▶ **WORK REQUIRED**
Reproduce each of the records below word for word, leaving every line unchanged.

▶ **SUPPLIED ENTRIES**

BEGIN

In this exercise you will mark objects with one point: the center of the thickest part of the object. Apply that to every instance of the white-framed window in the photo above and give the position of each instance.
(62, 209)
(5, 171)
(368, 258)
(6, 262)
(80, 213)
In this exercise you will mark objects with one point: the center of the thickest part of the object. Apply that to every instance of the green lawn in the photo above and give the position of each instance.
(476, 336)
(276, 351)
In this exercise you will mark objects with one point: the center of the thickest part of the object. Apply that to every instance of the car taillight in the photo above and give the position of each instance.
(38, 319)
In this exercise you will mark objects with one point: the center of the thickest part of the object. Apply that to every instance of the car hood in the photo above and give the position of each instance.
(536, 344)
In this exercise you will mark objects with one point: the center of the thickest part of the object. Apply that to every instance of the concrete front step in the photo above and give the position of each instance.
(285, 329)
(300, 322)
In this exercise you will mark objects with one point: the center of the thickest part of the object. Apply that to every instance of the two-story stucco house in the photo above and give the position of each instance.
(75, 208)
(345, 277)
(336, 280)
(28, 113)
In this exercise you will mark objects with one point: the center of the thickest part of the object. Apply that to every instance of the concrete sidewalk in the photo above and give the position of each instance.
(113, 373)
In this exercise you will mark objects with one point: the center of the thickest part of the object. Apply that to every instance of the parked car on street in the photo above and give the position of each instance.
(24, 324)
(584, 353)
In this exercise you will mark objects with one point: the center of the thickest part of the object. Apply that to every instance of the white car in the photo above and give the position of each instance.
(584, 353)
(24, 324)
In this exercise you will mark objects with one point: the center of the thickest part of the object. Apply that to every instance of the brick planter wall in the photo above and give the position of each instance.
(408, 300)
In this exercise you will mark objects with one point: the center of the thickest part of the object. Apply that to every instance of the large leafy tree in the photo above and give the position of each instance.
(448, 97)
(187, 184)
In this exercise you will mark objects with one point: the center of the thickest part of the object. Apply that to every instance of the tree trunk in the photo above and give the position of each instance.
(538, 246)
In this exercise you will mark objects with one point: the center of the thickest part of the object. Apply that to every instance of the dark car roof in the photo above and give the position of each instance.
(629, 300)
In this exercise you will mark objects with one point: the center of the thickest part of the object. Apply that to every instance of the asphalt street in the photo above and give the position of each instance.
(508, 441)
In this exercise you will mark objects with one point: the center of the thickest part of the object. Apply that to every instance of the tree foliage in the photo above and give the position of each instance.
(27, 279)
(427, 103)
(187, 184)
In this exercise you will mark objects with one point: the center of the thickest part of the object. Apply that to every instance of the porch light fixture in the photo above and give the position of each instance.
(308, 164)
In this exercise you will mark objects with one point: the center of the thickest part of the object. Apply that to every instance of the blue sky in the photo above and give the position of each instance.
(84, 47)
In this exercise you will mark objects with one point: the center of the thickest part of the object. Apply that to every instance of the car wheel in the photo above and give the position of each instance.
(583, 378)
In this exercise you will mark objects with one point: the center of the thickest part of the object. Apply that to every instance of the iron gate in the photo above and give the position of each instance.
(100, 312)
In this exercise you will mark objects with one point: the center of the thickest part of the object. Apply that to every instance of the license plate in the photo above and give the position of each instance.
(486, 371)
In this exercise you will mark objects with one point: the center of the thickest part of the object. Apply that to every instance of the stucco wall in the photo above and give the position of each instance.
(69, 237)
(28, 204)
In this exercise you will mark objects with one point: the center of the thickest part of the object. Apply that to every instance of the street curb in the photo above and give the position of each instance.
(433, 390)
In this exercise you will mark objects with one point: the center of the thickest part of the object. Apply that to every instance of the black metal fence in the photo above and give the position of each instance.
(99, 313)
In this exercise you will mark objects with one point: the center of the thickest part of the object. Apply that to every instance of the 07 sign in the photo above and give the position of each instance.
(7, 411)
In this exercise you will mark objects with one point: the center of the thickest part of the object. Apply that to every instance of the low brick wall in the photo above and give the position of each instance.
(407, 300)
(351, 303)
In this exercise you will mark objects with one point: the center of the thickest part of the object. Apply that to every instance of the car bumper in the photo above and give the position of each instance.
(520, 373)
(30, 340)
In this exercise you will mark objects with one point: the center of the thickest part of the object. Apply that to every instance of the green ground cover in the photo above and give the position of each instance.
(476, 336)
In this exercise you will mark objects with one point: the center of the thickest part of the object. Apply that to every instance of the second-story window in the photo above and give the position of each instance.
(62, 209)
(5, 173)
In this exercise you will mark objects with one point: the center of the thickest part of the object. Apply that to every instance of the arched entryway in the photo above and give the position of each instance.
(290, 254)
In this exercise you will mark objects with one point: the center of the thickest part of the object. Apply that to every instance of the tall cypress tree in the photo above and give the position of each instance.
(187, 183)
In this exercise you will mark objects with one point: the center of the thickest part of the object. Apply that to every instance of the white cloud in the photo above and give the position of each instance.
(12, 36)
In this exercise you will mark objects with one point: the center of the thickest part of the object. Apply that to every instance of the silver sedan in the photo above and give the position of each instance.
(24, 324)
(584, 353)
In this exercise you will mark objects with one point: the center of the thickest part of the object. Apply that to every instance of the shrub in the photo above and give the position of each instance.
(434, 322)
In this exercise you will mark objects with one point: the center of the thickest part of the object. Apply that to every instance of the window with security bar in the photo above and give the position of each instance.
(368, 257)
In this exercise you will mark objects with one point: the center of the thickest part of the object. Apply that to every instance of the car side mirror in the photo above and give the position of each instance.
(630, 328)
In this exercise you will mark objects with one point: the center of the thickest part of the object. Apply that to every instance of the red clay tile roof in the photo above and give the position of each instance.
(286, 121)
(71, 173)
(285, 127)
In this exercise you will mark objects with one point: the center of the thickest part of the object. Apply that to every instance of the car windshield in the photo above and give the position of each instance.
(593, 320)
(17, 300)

END

▶ **COMPLETE OUTPUT**
In this exercise you will mark objects with one point: the center of the thickest part of the object. Apply that to every instance of the white-framed window in the photo above and give the position of each instance.
(62, 209)
(5, 171)
(368, 258)
(6, 262)
(80, 213)
In this exercise you will mark objects with one point: the center of the thickest part of the object. Apply that to every instance of the green lawn in the photo above and give the position of each instance.
(476, 336)
(276, 351)
In this exercise you will mark objects with one point: the center of the thickest part of the object. Apply that to every instance of the car taillight in the photo above and give the position of each instance.
(38, 319)
In this exercise you will mark objects with one point: the center of the thickest part of the object. Apply that to every instance of the car hood in the photo above and give the position of each instance.
(536, 344)
In this exercise you will mark objects with one point: the center of the thickest part of the object. Apply that to every instance of the concrete front step in the photo above and give the position of each instance.
(285, 329)
(300, 322)
In this exercise you will mark objects with one point: the center of the thickest part of the object. Apply that to every instance of the two-story stucco house in the photo above and give the position of each instance.
(75, 208)
(345, 277)
(336, 280)
(28, 113)
In this exercise you will mark objects with one point: the center of the thickest part of the object. Apply that to every instance of the concrete sidewalk in the photo above and give the position of each instance.
(113, 373)
In this exercise you will mark objects with one point: the center of the thickest part of the object. Apply that to every instance of the parked car on street in the photo above and give the position of each instance.
(24, 324)
(584, 353)
In this exercise you will mark objects with one point: the center of the thickest part of the object. Apply that to every instance of the white car in the photo above and give the position of each instance.
(584, 353)
(24, 324)
In this exercise you will mark objects with one point: the center of the thickest part of the object. Apply that to every instance of the brick planter wall in the photo above and give the position of each instance.
(408, 300)
In this exercise you will mark objects with one point: the center of the thickest part of the object. Apply that to every instance of the large leafy tree in the photo above and give the position of each instance.
(448, 97)
(187, 184)
In this exercise you will mark objects with one point: the center of the thickest part of the object. Apply that to every instance of the tree trunk in the photo above and give the position of each instance.
(538, 246)
In this exercise you will mark objects with one point: the center of the thickest part of the object. Apply that to every instance of the dark car roof in the photo above and give the position of each instance.
(629, 300)
In this exercise you will mark objects with one point: the center of the thickest part of the object. Apply that to every instance of the asphalt street in the photo above and give the position of each instance.
(508, 441)
In this exercise you will mark objects with one point: the center of the thickest part of the object. Apply that to every instance of the tree foliage in the photo above and give the position of each instance.
(27, 279)
(427, 103)
(187, 184)
In this exercise you will mark objects with one point: the center of the thickest part of the object. Apply that to every instance of the porch light fixture in the photo above and give the position of each instance.
(308, 164)
In this exercise you will mark objects with one point: the center of the thickest part of the object. Apply that to every instance of the blue sky in the photo above and give the position of each instance.
(84, 47)
In this exercise you will mark objects with one point: the center of the thickest part of the object. Apply that to every instance of the car wheel in the photo above and give the position of each instance.
(583, 378)
In this exercise you will mark objects with one point: the center of the thickest part of the object. Apply that to every instance of the iron gate in the photo above and give the position of each instance.
(100, 312)
In this exercise you will mark objects with one point: the center of the thickest part of the object. Apply that to every instance of the license plate in the photo above and give the position of each instance.
(486, 371)
In this exercise you will mark objects with one point: the center of the thickest part of the object. Apply that to every instance of the stucco wall in the photo above and give the position of each instance.
(69, 237)
(28, 204)
In this exercise you will mark objects with one point: the center of the thickest part of the object. Apply that to every instance of the street curb in the photo above and give the position of each instance.
(433, 390)
In this exercise you will mark objects with one point: the center of the thickest part of the object. Apply that to every instance of the black metal fence in the photo above and give the position of each instance.
(99, 313)
In this exercise you will mark objects with one point: the center of the thickest part of the object. Apply that to every instance of the 07 sign in the photo above and give the position of each instance.
(7, 411)
In this exercise you will mark objects with one point: the center of the thickest part of the object. Apply that to every instance of the low brick wall in the photo above and give the position of each instance.
(407, 300)
(351, 303)
In this exercise you will mark objects with one point: the center of the thickest part of the object. Apply that to every instance of the car bumper in the photo above and give the position of each instance.
(520, 373)
(30, 340)
In this exercise you will mark objects with one point: the center of the thickest part of the object. Apply that to every instance of the green ground cover in the photo above and give the position of each instance.
(476, 336)
In this exercise you will mark objects with one point: the center of the thickest part of the object. Apply that to every instance of the second-story window in the photo above and give the position of each instance.
(62, 209)
(5, 173)
In this exercise you will mark objects with one point: the center of the thickest part of the object. Apply that to every instance of the arched entryway in the photo above and give the position of each instance.
(290, 254)
In this exercise you will mark objects with one point: the center of the thickest part of the object. Apply that to every instance of the tall cypress tree in the photo above and give the position of each instance.
(187, 183)
In this exercise you will mark objects with one point: the center of the thickest part of the object. Apply that to every instance of the white cloud in the photo above and give the position of each instance.
(12, 36)
In this exercise you will mark objects with one point: the center of the thickest part of the object. Apply that to every instance of the silver sedan in the photo above and give the position of each instance.
(24, 324)
(584, 353)
In this exercise you will mark objects with one point: the center of the thickest part of the object. Apply that to every instance of the shrub in the photo above and give the position of each instance.
(434, 322)
In this exercise you will mark objects with one point: the center of the thickest part of the object. Apply that to every instance of the window with security bar in the photo above and give the position of each instance.
(368, 257)
In this exercise you will mark objects with one point: the center of the thickest part of the object. Apply that to every instance of the car side mirror in the photo above and give the position of each instance.
(630, 328)
In this exercise you will mark objects with one point: the center of the thickest part of the object. Apply that to every instance of the red clay tile roof in the photo above and give the position of each instance.
(286, 121)
(71, 173)
(285, 127)
In this exercise you will mark objects with one point: the center of the thickest part of the object. Apply that to every instance of the car windshield in the photo above and give the position of each instance.
(593, 320)
(17, 300)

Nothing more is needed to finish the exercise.